**GIVEN PROBLEM**
Update the lines below by changing every "photograph" to "image" and leaving everything else the same.

— START OF DATA PROVIDED —

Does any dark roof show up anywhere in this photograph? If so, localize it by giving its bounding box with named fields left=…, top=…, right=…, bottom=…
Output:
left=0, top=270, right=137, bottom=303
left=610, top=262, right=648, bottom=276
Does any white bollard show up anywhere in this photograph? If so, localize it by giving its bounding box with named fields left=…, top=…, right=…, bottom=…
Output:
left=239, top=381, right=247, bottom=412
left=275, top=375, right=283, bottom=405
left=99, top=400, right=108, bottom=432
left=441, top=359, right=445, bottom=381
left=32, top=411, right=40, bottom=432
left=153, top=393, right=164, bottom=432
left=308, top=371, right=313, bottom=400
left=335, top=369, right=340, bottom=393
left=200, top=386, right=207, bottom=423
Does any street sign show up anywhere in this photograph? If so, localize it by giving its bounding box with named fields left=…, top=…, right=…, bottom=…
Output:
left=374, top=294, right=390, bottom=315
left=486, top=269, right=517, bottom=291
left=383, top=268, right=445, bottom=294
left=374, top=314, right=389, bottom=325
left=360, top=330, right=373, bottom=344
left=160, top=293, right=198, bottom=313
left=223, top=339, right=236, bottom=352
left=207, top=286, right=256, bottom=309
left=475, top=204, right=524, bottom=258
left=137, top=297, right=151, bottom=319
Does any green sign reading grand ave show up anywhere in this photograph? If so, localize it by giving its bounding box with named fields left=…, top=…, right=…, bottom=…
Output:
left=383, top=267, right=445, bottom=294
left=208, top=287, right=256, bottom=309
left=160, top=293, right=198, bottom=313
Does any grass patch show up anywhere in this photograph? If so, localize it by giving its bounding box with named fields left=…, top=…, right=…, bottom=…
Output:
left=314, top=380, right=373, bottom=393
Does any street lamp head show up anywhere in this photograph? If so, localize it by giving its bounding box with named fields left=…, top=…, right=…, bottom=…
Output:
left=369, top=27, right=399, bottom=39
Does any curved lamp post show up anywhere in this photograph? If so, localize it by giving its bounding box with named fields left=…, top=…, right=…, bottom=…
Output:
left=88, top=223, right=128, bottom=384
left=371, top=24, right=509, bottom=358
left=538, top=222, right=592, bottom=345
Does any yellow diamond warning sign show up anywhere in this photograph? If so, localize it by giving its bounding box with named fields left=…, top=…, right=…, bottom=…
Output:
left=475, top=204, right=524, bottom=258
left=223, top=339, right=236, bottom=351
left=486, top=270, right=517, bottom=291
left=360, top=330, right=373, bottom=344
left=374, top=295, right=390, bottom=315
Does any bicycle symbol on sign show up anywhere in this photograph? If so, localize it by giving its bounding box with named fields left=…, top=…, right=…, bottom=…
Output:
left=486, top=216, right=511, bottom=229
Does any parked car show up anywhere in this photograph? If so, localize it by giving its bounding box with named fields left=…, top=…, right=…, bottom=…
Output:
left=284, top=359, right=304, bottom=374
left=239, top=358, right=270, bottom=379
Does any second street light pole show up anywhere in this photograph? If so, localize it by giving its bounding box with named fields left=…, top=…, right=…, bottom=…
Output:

— END OF DATA PROVIDED —

**THE SOLUTION**
Does any dark roof show up anywhere in this image? If so, localize it by giving its bounding box with named fields left=…, top=…, right=…, bottom=…
Output:
left=0, top=270, right=137, bottom=303
left=610, top=262, right=648, bottom=276
Does any white bollard show up anywhere in this image? If so, localize it by giving its bounding box with named fields left=…, top=…, right=…, bottom=…
Output:
left=239, top=381, right=247, bottom=412
left=275, top=375, right=283, bottom=405
left=99, top=400, right=108, bottom=432
left=441, top=359, right=445, bottom=381
left=32, top=411, right=40, bottom=432
left=153, top=393, right=164, bottom=432
left=308, top=371, right=313, bottom=400
left=335, top=369, right=340, bottom=393
left=200, top=386, right=207, bottom=423
Does any street sign show up anywhere in this image? If so, localize it by giving its bounding box with named fields left=…, top=…, right=…, bottom=…
Output:
left=374, top=294, right=390, bottom=315
left=486, top=269, right=517, bottom=291
left=383, top=268, right=445, bottom=294
left=374, top=314, right=389, bottom=325
left=360, top=330, right=373, bottom=344
left=160, top=293, right=198, bottom=313
left=223, top=339, right=236, bottom=352
left=207, top=286, right=256, bottom=309
left=475, top=204, right=524, bottom=258
left=137, top=297, right=151, bottom=319
Does any green sign reading grand ave show up anywhere in this image? If so, localize it by giving its bounding box with named fields left=…, top=…, right=…, bottom=…
Output:
left=383, top=267, right=445, bottom=294
left=208, top=287, right=256, bottom=309
left=160, top=293, right=198, bottom=313
Does any grass patch show up anywhere in this image? If so, localize it by giving its bounding box with named fields left=…, top=…, right=…, bottom=…
Output:
left=314, top=380, right=373, bottom=393
Does any street lamp head show up anywhere in this image? If so, localize it by giving its bounding box with named fields left=…, top=…, right=…, bottom=…
Output:
left=369, top=27, right=399, bottom=39
Does any curved lamp post show up anywhere in this image? If so, localize it by giving its bounding box with named fields left=…, top=…, right=…, bottom=…
Output:
left=88, top=223, right=128, bottom=384
left=371, top=24, right=509, bottom=358
left=538, top=222, right=592, bottom=345
Does any yellow diamond warning sign show up anywhere in this image? If so, localize it by giving its bounding box with named fields left=…, top=…, right=…, bottom=…
Output:
left=475, top=204, right=524, bottom=258
left=223, top=339, right=236, bottom=351
left=486, top=270, right=517, bottom=291
left=360, top=330, right=373, bottom=344
left=374, top=295, right=390, bottom=315
Does any bicycle symbol on sign show up anywhere in this image? If so, localize it by giving its bounding box with named fields left=…, top=…, right=…, bottom=…
Output:
left=486, top=216, right=511, bottom=229
Does any parked car show up anywhere in this image? If so, localize it by giving its bounding box with named fields left=…, top=…, right=…, bottom=…
Output:
left=284, top=359, right=304, bottom=374
left=239, top=358, right=270, bottom=379
Does any second street light pole show up anywhere in this image? If so, localize it by giving its bounding box with named fields left=…, top=…, right=…, bottom=…
Output:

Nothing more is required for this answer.